- [Given request A]:
Please locate every line in the records that contains the word "grass" and copy each of those lines. Case counts.

++++

June 16, 2011
Rebuilding Wisconsin
Legislative column by Rep. Jeremy
Thiesfeldt
Wisconsin
has a $3.6 billion structural deficit due to unrestrained spending sprees
and a lack of focus on job creation in the past decade. Prior legislation
along with the passage of the 2011-13 State Budget will reverse this trend.
The
message we have already sent has helped create over 30,000 jobs and
lowered Wisconsin’s and Fond du Lac’s unemployment rate. Chief
Executive Magazine in a survey of more than 500 nationwide CEOs put
Wisconsin 24th best for business, up from 41st in the 2010 rankings.
Also, Wisconsin Manufacturers and Commerce has released their annual
state Economic Outlook Survey, and the results are promising. It showed
88 percent of those surveyed have a favorable view of our business
climate--an astonishing 78 percent improvement over last year. The
numbers aren't surprising and will continue.
The passing of the State Budget is a positive and extraordinary turning
point in Wisconsin’s history. On Thursday, June 16, I voted for a
budget that eliminates a $3.6 billion structural deficit to a projected
surplus of $306 million. It also provides certainty to families with a
permanent property tax freeze for the first time in our state’s
history. This budget does not raise income taxes or fees. It provides
a template for the future by budgeting the way we all must:
prioritizing, not spending more than we make, and investing in our
future.

++++

- [Given request B]:
In the column on rebuilding Wisconsin, what ways of budgeting are listed after the words "the way we all must:"?

- [A set of data]:
++++

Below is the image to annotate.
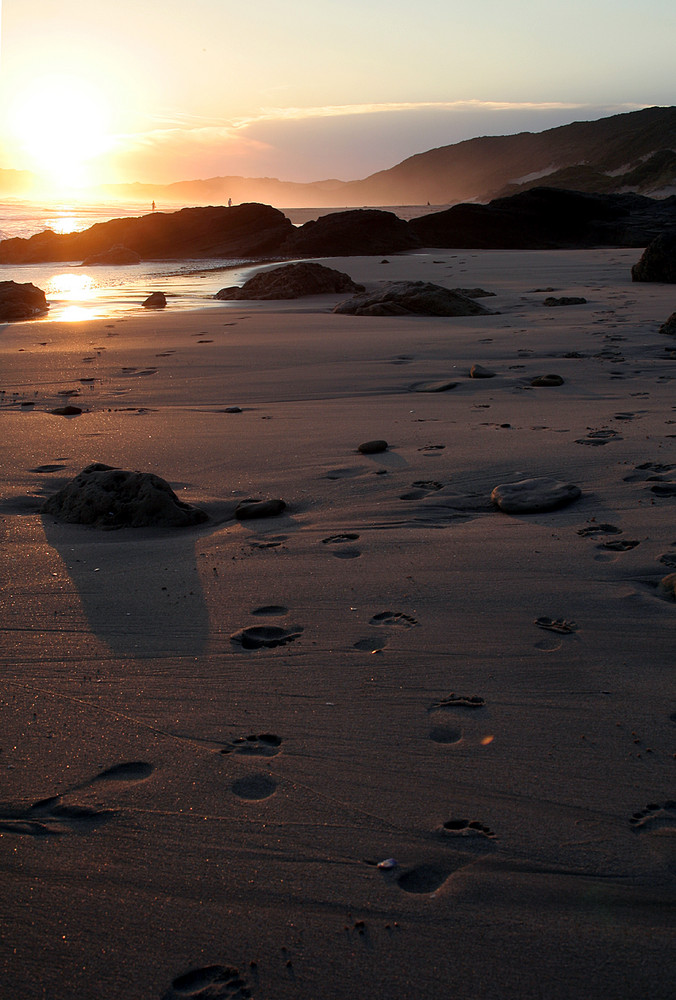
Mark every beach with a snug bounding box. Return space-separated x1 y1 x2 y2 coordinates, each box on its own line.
0 249 676 1000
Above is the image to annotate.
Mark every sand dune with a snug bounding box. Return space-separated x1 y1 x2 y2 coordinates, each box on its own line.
0 250 676 1000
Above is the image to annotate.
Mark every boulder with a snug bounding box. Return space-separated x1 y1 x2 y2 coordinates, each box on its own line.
491 478 582 514
82 243 141 267
0 281 49 323
214 261 364 301
631 232 676 285
42 462 207 528
0 204 296 264
333 281 492 316
282 208 420 257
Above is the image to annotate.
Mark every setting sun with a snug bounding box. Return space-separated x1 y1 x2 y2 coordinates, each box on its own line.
12 75 111 190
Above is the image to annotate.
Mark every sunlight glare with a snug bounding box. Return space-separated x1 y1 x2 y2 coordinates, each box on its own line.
11 74 112 190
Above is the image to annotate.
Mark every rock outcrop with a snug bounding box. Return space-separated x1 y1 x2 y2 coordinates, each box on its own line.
42 462 207 528
333 281 491 316
0 204 295 264
282 208 420 257
409 187 676 250
631 231 676 285
82 244 141 267
214 261 364 301
0 281 49 323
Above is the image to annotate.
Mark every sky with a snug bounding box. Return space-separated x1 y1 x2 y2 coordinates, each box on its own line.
0 0 676 190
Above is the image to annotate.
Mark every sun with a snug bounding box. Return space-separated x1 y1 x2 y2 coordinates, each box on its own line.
11 74 113 193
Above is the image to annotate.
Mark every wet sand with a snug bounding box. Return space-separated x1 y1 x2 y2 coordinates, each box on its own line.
0 249 676 1000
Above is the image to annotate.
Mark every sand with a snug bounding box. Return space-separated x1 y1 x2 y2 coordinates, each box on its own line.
0 244 676 1000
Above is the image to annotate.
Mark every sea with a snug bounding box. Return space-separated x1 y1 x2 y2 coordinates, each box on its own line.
0 200 304 322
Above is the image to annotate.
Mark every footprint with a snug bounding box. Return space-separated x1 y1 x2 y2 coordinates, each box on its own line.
439 819 495 840
162 965 251 1000
629 800 676 833
221 733 282 757
230 774 277 802
0 761 154 837
353 638 387 653
397 862 456 895
230 625 303 649
369 611 418 628
534 617 577 635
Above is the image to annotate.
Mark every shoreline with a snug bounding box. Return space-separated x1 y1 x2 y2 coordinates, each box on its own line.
0 248 676 1000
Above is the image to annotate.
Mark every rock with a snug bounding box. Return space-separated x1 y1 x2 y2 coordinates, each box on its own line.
49 403 82 417
0 281 49 323
357 440 388 455
333 281 492 316
542 295 587 306
409 187 676 250
82 243 141 267
491 478 582 514
235 499 286 521
408 379 458 392
214 261 364 300
530 374 563 389
657 573 676 601
282 208 420 257
659 313 676 337
469 365 497 378
631 231 676 285
42 462 207 528
0 204 296 264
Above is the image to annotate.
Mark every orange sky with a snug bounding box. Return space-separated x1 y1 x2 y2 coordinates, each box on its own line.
0 0 676 197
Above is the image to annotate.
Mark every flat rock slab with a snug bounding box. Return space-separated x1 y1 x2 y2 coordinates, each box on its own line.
42 462 208 528
214 261 364 301
357 439 388 455
235 500 286 521
333 281 492 316
491 478 582 514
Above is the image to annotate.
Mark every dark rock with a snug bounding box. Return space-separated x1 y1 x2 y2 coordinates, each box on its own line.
42 462 207 528
409 187 676 250
469 365 497 378
0 204 296 264
49 403 82 417
235 499 286 521
333 281 491 316
0 281 49 323
542 295 587 306
659 313 676 337
357 440 388 455
282 208 420 257
82 244 141 267
631 232 676 285
214 261 364 300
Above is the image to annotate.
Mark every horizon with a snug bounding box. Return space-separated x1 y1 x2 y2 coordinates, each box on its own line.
0 0 676 197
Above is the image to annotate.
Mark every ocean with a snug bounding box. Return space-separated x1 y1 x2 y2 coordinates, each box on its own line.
0 200 290 322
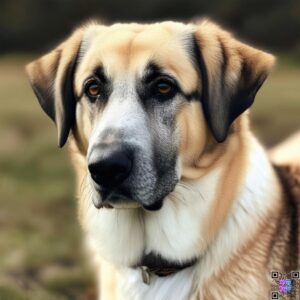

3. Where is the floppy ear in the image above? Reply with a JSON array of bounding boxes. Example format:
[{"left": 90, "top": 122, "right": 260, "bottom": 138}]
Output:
[
  {"left": 194, "top": 21, "right": 275, "bottom": 142},
  {"left": 26, "top": 29, "right": 83, "bottom": 147}
]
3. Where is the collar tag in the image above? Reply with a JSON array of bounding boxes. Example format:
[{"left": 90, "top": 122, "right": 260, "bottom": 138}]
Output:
[{"left": 140, "top": 266, "right": 151, "bottom": 285}]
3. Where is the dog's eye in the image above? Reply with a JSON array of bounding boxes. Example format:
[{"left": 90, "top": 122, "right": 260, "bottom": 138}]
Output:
[
  {"left": 157, "top": 81, "right": 173, "bottom": 95},
  {"left": 84, "top": 79, "right": 101, "bottom": 99},
  {"left": 155, "top": 79, "right": 176, "bottom": 98}
]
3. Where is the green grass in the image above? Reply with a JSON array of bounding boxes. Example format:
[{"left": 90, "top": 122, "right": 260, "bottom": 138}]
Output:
[
  {"left": 0, "top": 57, "right": 94, "bottom": 300},
  {"left": 0, "top": 57, "right": 300, "bottom": 300}
]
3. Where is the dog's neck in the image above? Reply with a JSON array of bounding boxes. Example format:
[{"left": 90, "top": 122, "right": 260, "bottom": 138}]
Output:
[{"left": 77, "top": 137, "right": 280, "bottom": 299}]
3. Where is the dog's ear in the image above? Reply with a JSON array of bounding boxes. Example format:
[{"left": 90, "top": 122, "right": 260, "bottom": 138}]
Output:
[
  {"left": 26, "top": 29, "right": 83, "bottom": 147},
  {"left": 193, "top": 21, "right": 275, "bottom": 142}
]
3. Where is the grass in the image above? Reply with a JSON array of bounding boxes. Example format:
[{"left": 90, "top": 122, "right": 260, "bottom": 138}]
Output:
[{"left": 0, "top": 57, "right": 300, "bottom": 300}]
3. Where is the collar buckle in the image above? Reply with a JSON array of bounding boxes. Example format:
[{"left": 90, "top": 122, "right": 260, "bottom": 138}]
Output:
[{"left": 140, "top": 266, "right": 151, "bottom": 285}]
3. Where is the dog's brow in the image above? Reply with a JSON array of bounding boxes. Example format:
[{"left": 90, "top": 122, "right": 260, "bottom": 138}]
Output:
[
  {"left": 143, "top": 62, "right": 170, "bottom": 84},
  {"left": 93, "top": 65, "right": 108, "bottom": 83}
]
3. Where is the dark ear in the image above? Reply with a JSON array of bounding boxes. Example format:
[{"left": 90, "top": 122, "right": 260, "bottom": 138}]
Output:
[
  {"left": 194, "top": 21, "right": 275, "bottom": 142},
  {"left": 26, "top": 30, "right": 82, "bottom": 147}
]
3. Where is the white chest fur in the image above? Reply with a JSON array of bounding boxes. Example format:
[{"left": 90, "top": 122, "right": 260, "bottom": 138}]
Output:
[{"left": 81, "top": 140, "right": 279, "bottom": 300}]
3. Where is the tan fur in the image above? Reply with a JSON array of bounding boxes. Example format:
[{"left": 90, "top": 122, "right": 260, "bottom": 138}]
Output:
[{"left": 28, "top": 21, "right": 300, "bottom": 300}]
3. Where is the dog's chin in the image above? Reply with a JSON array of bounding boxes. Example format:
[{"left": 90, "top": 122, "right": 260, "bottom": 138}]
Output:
[{"left": 93, "top": 195, "right": 163, "bottom": 211}]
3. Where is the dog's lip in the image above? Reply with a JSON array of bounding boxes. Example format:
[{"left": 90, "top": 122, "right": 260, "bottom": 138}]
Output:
[{"left": 94, "top": 190, "right": 142, "bottom": 209}]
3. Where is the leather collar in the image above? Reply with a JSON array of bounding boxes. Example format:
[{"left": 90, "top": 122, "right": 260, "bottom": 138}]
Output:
[{"left": 136, "top": 252, "right": 197, "bottom": 285}]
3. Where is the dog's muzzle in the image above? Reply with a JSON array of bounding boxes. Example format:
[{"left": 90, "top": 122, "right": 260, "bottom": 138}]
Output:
[{"left": 88, "top": 144, "right": 140, "bottom": 208}]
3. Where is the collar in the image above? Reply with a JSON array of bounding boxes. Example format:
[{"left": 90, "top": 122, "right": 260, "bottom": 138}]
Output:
[{"left": 136, "top": 252, "right": 197, "bottom": 285}]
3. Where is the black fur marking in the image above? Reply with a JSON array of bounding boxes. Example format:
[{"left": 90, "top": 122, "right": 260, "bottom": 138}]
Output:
[
  {"left": 218, "top": 38, "right": 228, "bottom": 94},
  {"left": 192, "top": 35, "right": 267, "bottom": 143},
  {"left": 137, "top": 62, "right": 200, "bottom": 101},
  {"left": 136, "top": 252, "right": 197, "bottom": 277},
  {"left": 31, "top": 49, "right": 61, "bottom": 122},
  {"left": 58, "top": 46, "right": 80, "bottom": 147}
]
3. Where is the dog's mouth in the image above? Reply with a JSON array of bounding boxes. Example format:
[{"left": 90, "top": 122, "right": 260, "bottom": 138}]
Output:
[
  {"left": 93, "top": 189, "right": 163, "bottom": 211},
  {"left": 93, "top": 189, "right": 142, "bottom": 209}
]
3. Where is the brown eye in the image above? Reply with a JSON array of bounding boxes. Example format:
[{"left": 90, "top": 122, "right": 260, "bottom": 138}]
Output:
[
  {"left": 157, "top": 82, "right": 173, "bottom": 95},
  {"left": 85, "top": 79, "right": 100, "bottom": 98}
]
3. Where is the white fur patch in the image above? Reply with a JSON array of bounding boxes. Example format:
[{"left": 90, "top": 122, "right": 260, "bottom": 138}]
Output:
[{"left": 85, "top": 138, "right": 279, "bottom": 300}]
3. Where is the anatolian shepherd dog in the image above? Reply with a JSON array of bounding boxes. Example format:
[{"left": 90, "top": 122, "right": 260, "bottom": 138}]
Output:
[{"left": 27, "top": 20, "right": 300, "bottom": 300}]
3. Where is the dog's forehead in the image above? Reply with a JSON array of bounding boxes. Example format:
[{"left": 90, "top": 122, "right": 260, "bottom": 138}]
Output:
[{"left": 76, "top": 22, "right": 197, "bottom": 90}]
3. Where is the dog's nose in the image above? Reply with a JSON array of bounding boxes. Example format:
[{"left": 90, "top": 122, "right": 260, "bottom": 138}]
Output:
[{"left": 88, "top": 148, "right": 132, "bottom": 188}]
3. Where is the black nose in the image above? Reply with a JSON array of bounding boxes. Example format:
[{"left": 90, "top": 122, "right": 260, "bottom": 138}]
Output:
[{"left": 88, "top": 148, "right": 132, "bottom": 188}]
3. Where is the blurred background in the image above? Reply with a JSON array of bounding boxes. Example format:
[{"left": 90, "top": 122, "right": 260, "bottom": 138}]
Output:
[{"left": 0, "top": 0, "right": 300, "bottom": 300}]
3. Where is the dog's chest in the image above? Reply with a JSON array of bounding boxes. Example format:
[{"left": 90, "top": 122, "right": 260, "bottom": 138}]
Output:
[{"left": 117, "top": 267, "right": 195, "bottom": 300}]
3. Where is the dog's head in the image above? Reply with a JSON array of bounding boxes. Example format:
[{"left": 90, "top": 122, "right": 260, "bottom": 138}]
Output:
[{"left": 27, "top": 21, "right": 274, "bottom": 210}]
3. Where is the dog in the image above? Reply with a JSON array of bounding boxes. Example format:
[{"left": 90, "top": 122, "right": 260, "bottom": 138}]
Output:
[{"left": 26, "top": 20, "right": 300, "bottom": 300}]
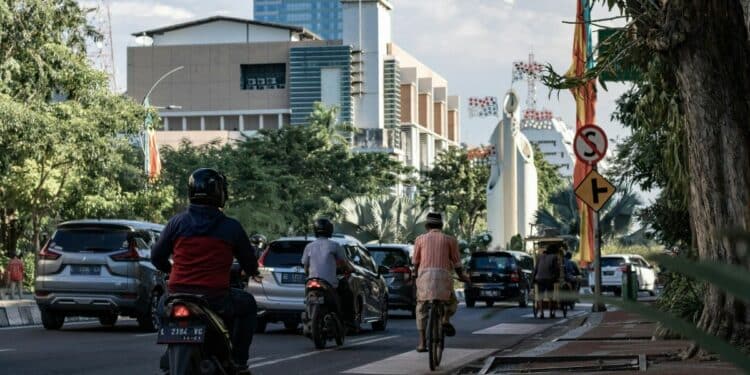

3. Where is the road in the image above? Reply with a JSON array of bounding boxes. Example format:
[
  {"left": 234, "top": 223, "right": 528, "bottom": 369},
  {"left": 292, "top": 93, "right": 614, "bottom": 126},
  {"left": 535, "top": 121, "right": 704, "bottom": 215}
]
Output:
[{"left": 0, "top": 303, "right": 586, "bottom": 375}]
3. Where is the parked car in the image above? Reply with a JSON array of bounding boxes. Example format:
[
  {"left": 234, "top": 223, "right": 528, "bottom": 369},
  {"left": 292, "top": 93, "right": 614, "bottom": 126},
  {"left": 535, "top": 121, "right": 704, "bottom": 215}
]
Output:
[
  {"left": 464, "top": 251, "right": 534, "bottom": 307},
  {"left": 253, "top": 235, "right": 388, "bottom": 332},
  {"left": 34, "top": 220, "right": 166, "bottom": 331},
  {"left": 588, "top": 254, "right": 656, "bottom": 297},
  {"left": 367, "top": 244, "right": 417, "bottom": 316}
]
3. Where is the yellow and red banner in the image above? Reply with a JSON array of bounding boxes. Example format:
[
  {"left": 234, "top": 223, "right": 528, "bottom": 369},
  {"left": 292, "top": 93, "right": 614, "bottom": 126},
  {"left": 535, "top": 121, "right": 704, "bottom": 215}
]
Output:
[{"left": 566, "top": 0, "right": 596, "bottom": 263}]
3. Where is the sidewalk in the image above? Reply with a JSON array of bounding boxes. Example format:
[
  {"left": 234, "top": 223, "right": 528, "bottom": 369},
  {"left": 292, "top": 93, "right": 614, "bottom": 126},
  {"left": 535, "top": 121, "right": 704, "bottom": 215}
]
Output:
[
  {"left": 0, "top": 294, "right": 42, "bottom": 327},
  {"left": 462, "top": 311, "right": 742, "bottom": 375}
]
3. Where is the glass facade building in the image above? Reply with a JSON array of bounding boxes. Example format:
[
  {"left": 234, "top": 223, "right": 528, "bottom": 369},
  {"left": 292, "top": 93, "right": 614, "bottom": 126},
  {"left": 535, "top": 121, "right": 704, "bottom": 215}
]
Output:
[{"left": 253, "top": 0, "right": 343, "bottom": 40}]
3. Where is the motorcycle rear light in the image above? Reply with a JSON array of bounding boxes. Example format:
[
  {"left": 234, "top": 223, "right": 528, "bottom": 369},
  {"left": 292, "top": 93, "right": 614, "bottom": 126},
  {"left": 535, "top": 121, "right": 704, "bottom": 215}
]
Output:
[
  {"left": 510, "top": 271, "right": 521, "bottom": 283},
  {"left": 172, "top": 305, "right": 190, "bottom": 318},
  {"left": 390, "top": 267, "right": 411, "bottom": 273},
  {"left": 258, "top": 249, "right": 271, "bottom": 267},
  {"left": 306, "top": 280, "right": 322, "bottom": 289},
  {"left": 39, "top": 244, "right": 61, "bottom": 260}
]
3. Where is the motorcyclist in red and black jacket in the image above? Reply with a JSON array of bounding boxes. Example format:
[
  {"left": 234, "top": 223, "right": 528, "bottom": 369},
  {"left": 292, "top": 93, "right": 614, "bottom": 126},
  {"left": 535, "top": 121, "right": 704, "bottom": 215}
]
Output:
[{"left": 151, "top": 168, "right": 259, "bottom": 374}]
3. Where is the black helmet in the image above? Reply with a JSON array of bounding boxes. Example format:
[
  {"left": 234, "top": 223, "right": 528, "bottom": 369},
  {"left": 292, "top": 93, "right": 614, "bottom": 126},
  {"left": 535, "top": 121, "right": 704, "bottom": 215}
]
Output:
[
  {"left": 188, "top": 168, "right": 229, "bottom": 207},
  {"left": 250, "top": 234, "right": 268, "bottom": 249},
  {"left": 313, "top": 217, "right": 333, "bottom": 238}
]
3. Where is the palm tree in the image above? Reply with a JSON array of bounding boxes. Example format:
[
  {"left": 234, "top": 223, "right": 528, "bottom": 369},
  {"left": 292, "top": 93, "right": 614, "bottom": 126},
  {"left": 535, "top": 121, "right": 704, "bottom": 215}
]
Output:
[
  {"left": 337, "top": 195, "right": 425, "bottom": 243},
  {"left": 536, "top": 186, "right": 641, "bottom": 247}
]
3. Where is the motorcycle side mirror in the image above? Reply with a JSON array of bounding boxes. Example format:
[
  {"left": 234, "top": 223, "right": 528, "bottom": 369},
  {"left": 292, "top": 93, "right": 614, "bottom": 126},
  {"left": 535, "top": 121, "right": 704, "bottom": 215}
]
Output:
[{"left": 378, "top": 266, "right": 389, "bottom": 275}]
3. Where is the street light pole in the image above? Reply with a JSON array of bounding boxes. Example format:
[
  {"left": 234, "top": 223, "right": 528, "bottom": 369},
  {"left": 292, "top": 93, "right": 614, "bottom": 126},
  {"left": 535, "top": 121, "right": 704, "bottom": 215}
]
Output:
[{"left": 141, "top": 65, "right": 185, "bottom": 177}]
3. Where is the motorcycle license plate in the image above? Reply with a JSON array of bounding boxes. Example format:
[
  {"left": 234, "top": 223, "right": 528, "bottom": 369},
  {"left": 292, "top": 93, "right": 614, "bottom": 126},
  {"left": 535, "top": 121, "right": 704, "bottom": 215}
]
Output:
[
  {"left": 281, "top": 272, "right": 307, "bottom": 284},
  {"left": 156, "top": 325, "right": 206, "bottom": 344}
]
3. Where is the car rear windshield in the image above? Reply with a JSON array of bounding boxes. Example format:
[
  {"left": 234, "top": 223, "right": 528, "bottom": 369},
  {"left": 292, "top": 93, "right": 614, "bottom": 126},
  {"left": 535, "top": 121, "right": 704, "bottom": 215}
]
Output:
[
  {"left": 50, "top": 228, "right": 129, "bottom": 253},
  {"left": 368, "top": 247, "right": 410, "bottom": 268},
  {"left": 263, "top": 241, "right": 310, "bottom": 267},
  {"left": 602, "top": 257, "right": 625, "bottom": 267},
  {"left": 469, "top": 254, "right": 514, "bottom": 271}
]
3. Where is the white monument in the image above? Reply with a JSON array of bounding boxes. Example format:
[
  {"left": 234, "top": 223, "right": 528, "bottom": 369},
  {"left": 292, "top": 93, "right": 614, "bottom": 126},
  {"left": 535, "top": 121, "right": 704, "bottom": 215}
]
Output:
[{"left": 487, "top": 90, "right": 538, "bottom": 249}]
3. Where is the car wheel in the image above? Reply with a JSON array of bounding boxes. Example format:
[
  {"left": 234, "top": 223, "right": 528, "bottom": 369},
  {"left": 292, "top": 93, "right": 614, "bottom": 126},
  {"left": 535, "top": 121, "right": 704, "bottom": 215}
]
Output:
[
  {"left": 372, "top": 297, "right": 388, "bottom": 331},
  {"left": 136, "top": 292, "right": 161, "bottom": 332},
  {"left": 99, "top": 313, "right": 117, "bottom": 327},
  {"left": 255, "top": 318, "right": 268, "bottom": 333},
  {"left": 42, "top": 309, "right": 65, "bottom": 330},
  {"left": 284, "top": 320, "right": 299, "bottom": 332},
  {"left": 352, "top": 298, "right": 363, "bottom": 334},
  {"left": 518, "top": 289, "right": 529, "bottom": 307}
]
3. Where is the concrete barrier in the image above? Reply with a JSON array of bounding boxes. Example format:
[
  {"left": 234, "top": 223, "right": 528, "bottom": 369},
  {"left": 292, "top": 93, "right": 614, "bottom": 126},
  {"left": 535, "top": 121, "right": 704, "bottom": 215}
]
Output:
[{"left": 0, "top": 299, "right": 94, "bottom": 327}]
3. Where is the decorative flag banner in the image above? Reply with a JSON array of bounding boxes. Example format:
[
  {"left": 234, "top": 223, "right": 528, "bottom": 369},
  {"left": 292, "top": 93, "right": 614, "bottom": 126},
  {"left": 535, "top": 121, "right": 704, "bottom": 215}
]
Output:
[
  {"left": 469, "top": 96, "right": 500, "bottom": 117},
  {"left": 141, "top": 99, "right": 161, "bottom": 182},
  {"left": 566, "top": 0, "right": 596, "bottom": 264}
]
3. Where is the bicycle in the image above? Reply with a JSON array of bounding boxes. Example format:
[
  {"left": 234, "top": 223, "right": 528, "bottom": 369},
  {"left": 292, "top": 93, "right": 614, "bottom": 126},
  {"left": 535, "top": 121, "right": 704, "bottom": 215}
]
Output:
[{"left": 426, "top": 300, "right": 445, "bottom": 371}]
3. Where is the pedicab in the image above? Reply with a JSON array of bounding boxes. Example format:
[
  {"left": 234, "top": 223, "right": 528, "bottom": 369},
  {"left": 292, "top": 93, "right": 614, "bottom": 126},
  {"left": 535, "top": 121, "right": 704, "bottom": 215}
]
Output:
[{"left": 526, "top": 228, "right": 575, "bottom": 319}]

++++

- [Answer A]:
3. Where is the green grass in the image above? Reply with a JSON array of bounding boxes. Example format:
3. Where is the grass in the image above? Reply with a JSON array of bounding boxes. Example format:

- [Answer B]:
- Prioritizing
- Not spending more than we make
- Investing in our future